§ **Texto fornecido**
=======
É comum, entre eurodeputados de extrema-direita, numa altura em que o
debate sobre a imigração se torna cada vez mais tóxico, a afirmação de que está
aumentar a migração irregular para a União Europeia (UE). Por isso, há
discursos, manifestações e atos violentos contra imigrantes, eivados de
xenofobia e de racismo, até com o pretexto de que estão a descaraterizar os países
europeus, a eclipsar os valores ocidentais, nomeadamente a nossa matriz
judaico-cristã. Parecerá uma
preocupação perene, mas o debate sobre a imigração para a UE aqueceu, nos
últimos meses.
O
primeiro-ministro da Hungria, a 8 de outubro, em Estrasburgo, no discurso ao Parlamento
Europeu (PE), em que apresentou as prioridades da presidência rotativa húngara do
Conselho Europeu, incluiu a defesa de controlos fronteiriços mais rigorosos e
políticas de migração mais duras em toda a UE, bem como a criação de centros de
registo fora da UE, para o tratamento dos pedidos de asilo, e apelou à
realização regular de uma “cimeira de Schengen”, para discutir o controlo das
fronteiras. E reiterou o pedido do seu país para se excluir da política de
migração da UE, uma abordagem que o governo holandês está agora a considerar.
“A ideia de
uma política comum de migração é aceitável, mas, por favor, deixem que os
países que não conseguem seguir a corrente principal tenham uma opção de
exclusão. Caso contrário, estaremos a destruir a União Europeia”, afirmou Victor
Orbán.
É de recordar que o chefe do governo
húngaro ameaçou enviar refugiados para Bruxelas, em resposta à multa de
200 milhões de euros, imposta pelo Tribunal de Justiça Europeu (TJE), por
violar, persistentemente, as regras de asilo do bloco e mais um milhão de euros
por dia, até que alinhe as suas políticas com a legislação da UE.
“Respeitaremos as leis e os regulamentos europeus. Mas, se alguém a quem foi
concedido asilo na Hungria quiser ir para Bruxelas, teremos todo o gosto em
ajudá-lo”, atirou.
No entanto,
a eurodeputada holandesa Tineke Strik, relatora do PE para a Hungria, acusou
Orbán de minar o sistema comum de asilo da UE. Em entrevista à Euronews, afirmou que o
primeiro-ministro húngaro “usa a retórica para reforçar a sua posição e [para]
chantagear a UE, [a fim de] obter mais fundos; não está a cumprir as obrigações
de asilo e os requerentes de asilo estão a ser empurrados para trás nas
fronteiras da Hungria”.
Já a 6 de setembro, Vitor Orbán, no
Fórum de Cernobbio, no Norte de Itália, em que pediu novas leis para conter o fluxo migratório,
clamava que a migração vai desintegrar a UE. “Se olharmos para trás, desde 2014
até agora, este período é um período de processo de desintegração da União
Europeia”, vincou.
O líder
nacionalista, criticado, há muito, que pelas posições contra os
imigrantes, referiu-se a eles como
“veneno” e como “não necessários”, enquanto discutia as suas três
prioridades, durante os seis meses da presidência húngara da UE:
competitividade, guerra na Europa e migração. Disse que a migração – como o
género, o emprego e a segurança – é “questão existencial” que a UE enfrenta. E,
refletindo sobre a abordagem da Hungria à migração ilegal e comparando-a com a
generosa política de asilo da Alemanha, assegurou: “Nunca os deixaremos entrar.”
=======
§ **Dados fornecidos**
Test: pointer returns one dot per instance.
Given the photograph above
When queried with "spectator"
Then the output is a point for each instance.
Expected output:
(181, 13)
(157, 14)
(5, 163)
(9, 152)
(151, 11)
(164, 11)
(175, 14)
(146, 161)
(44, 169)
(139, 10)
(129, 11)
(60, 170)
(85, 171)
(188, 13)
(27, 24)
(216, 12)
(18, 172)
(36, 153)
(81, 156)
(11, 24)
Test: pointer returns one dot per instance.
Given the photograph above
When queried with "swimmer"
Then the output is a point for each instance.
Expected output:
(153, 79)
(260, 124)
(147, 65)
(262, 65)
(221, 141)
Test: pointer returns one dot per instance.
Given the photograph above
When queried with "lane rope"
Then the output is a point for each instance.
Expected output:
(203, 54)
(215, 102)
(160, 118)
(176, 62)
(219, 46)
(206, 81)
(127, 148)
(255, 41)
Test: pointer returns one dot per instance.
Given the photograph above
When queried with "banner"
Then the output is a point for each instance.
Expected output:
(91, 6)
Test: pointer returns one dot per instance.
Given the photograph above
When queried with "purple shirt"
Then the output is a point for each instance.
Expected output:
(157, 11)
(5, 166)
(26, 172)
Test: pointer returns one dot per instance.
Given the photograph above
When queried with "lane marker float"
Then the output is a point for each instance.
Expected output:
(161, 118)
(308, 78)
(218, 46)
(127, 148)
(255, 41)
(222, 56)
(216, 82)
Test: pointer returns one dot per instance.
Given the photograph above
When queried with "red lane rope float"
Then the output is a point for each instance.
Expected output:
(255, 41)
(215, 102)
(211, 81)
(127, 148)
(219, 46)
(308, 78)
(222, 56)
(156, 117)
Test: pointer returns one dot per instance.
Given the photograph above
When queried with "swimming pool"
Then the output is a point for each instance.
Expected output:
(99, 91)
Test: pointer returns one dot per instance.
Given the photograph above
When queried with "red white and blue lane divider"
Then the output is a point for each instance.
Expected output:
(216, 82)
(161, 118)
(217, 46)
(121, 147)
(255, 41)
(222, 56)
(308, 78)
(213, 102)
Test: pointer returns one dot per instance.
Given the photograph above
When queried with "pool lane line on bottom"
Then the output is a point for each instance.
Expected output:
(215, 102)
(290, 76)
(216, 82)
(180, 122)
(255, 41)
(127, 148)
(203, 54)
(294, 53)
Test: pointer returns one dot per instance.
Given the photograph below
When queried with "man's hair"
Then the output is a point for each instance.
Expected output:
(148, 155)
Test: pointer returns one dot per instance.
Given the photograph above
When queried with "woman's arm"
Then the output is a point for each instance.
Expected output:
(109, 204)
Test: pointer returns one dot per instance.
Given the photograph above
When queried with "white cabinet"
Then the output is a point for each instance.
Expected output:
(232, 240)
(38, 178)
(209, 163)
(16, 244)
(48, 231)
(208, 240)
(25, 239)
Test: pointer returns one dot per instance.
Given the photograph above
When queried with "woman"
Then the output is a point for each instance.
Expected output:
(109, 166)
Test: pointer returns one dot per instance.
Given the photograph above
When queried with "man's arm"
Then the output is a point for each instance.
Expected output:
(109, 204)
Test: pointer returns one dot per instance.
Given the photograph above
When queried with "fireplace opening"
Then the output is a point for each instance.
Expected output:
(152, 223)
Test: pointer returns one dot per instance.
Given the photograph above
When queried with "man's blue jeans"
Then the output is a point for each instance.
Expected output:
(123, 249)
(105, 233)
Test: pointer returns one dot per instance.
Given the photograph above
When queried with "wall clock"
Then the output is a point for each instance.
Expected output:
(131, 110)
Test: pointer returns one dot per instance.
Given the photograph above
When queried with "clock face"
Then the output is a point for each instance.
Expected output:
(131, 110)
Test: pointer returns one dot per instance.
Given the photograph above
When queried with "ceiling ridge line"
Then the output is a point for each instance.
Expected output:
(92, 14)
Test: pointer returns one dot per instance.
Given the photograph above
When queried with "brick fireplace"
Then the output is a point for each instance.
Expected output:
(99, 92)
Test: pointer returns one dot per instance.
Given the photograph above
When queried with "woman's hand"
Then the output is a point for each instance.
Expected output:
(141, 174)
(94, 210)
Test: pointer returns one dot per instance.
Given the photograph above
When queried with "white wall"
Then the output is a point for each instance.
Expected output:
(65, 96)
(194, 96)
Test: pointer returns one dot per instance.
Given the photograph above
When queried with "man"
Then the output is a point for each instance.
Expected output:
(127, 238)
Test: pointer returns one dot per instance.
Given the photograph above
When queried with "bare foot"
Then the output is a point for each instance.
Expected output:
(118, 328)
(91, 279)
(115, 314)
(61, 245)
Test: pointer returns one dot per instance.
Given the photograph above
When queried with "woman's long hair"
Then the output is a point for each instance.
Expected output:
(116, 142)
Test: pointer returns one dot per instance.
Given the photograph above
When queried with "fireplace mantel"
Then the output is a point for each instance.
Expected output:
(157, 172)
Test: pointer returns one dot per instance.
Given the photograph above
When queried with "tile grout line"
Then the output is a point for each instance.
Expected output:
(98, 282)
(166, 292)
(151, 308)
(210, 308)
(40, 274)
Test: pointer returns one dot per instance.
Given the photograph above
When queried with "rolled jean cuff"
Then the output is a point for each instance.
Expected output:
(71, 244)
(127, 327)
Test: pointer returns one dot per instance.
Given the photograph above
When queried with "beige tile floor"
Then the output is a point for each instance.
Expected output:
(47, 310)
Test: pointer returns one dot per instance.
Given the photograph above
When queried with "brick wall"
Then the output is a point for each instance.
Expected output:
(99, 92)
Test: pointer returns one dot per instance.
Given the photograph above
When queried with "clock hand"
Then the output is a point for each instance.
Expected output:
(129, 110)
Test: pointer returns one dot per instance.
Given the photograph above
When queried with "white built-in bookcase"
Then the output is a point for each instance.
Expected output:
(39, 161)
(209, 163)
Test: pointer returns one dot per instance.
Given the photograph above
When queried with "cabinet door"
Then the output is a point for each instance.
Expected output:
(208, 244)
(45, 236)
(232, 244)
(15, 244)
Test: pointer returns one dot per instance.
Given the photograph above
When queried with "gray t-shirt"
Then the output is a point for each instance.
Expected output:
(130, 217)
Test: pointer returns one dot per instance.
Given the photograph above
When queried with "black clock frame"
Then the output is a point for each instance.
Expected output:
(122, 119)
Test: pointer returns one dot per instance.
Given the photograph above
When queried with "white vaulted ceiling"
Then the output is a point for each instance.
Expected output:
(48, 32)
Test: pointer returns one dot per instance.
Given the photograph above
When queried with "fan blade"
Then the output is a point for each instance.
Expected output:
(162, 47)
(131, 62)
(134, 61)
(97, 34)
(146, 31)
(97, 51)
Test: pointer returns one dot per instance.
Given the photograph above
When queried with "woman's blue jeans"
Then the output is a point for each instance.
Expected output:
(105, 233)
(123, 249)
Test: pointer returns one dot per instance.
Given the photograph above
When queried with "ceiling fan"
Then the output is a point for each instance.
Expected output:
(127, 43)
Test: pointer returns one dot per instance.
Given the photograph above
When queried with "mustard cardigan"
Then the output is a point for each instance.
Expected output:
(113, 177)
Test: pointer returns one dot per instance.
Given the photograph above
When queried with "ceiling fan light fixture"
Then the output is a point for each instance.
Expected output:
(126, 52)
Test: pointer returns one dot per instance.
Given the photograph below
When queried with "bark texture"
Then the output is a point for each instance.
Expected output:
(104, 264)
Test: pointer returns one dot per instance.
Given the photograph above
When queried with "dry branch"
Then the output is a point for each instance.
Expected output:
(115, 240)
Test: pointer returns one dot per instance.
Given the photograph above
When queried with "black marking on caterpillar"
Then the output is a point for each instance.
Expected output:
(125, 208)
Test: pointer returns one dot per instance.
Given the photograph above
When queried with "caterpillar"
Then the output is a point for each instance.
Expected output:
=======
§ **Complete o seguinte**
1. Segundo o texto sobre a imigração na UE, que multa aplicou o Tribunal de Justiça Europeu à Hungria?
2. Prossiga o texto sobre a imigração na UE a partir da última frase apresentada.
Os itens não têm qualquer papel naquilo que aqui se pede.

§ **Respostas**
1. Uma multa de 200 milhões de euros, mais um milhão de euros por dia até a Hungria alinhar as suas políticas com a legislação da UE.

2.
Depois de ter
discursado no Fórum, reforçou estas declarações na rede social X: “Deixem a Hungria e outros países
optarem por não participar na política comum de migração”, publicou.
Entretanto, o secretário de Estado Bence Rétvári, em conferência de imprensa, em Budapeste, fez
eco destes comentários, afirmando que o governo anti-imigração está empenhado
em pôr em prática um plano para oferecer aos requerentes de asilo viagens
gratuitas, só de ida, para Bruxelas.
Considerando que a UE quer forçar
a Hungria a permitir que “imigrantes ilegais” atravessem as suas fronteiras, disse que o
país ofereceria
a esses imigrantes, voluntária e gratuitamente, viagens só de ida para Bruxelas.
O transporte seria efetuado, “após a aplicação do procedimento europeu”, mas
não especificou qual o estatuto dos requerentes de asilo, após o transporte.
Os comentários foram proferidos tendo
como pano de fundo uma fila de autocarros de passageiros com letreiros
luminosos a dizer “Röszke-Bruxelas” – rota que levaria os imigrantes da
fronteira Sul da Hungria com a Sérvia para a sede da UE, na Bélgica. “Se
Bruxelas quer imigrantes ilegais, Bruxelas pode tê-los”, disse.
A UE discorda da posição de
Budapeste de obrigar as pessoas que procuram proteção
internacional a deslocarem-se às embaixadas húngaras na Sérvia ou na Ucrânia,
para solicitarem autorização de viagem, o que viola as regras da UE, que obrigam
todos os países-membros a terem procedimentos comuns para a concessão de asilo.
O governo de Orbán afirmou que vai instaurar um processo judicial contra a UE, por causa das multas. E exigiu
compensação pelos milhares de milhões que diz ter gasto na proteção das
fronteiras, incluindo a construção de vedações protegidas por arame farpado,
nas suas fronteiras meridionais com a Sérvia e com a Croácia. De facto, a UE
congelou milhares de milhões de euros para a Hungria, devido a violações das
normas do Estado de direito e da democracia. Alguns legisladores da UE pediram
que o país fosse destituído dos direitos de voto na Comissão Executiva. E o governo
não cumpriu o primeiro prazo de setembro para pagar a multa de 200 milhões de
euros, imposta pelo TJE, abrindo caminho a potencial novo conflito com
Bruxelas.
Em Portugal,
a 29 de setembro, uma enorme manifestação anti-imigração organizada pelo Chega
(e em que se terão integrado grupos ainda mais extremistas, como o 1143) encheu
as ruas da capital, no que foi contrariada por uma manifestação de sentido
contrário. Porém, o líder do Chega, André Ventura, contente garantiu que foi um
dia histórico.
Entretanto,
têm-se registado incidentes contra imigrantes, da parte de grupos organizados de
ativistas anti-imigrantes, incluindo o caso de um grupo que encerrou as instalações
da Agência
para a Integração, Migrações e Asilo (AIMA) na cidade do Porto; e o presidente da Câmara de Lisboa, a 5 de
outubro, no 114.º aniversário da implantação da República, mostrou-se contra a imigração
de portas escancaradas, com situações de escravatura e, subliminarmente, de
crime.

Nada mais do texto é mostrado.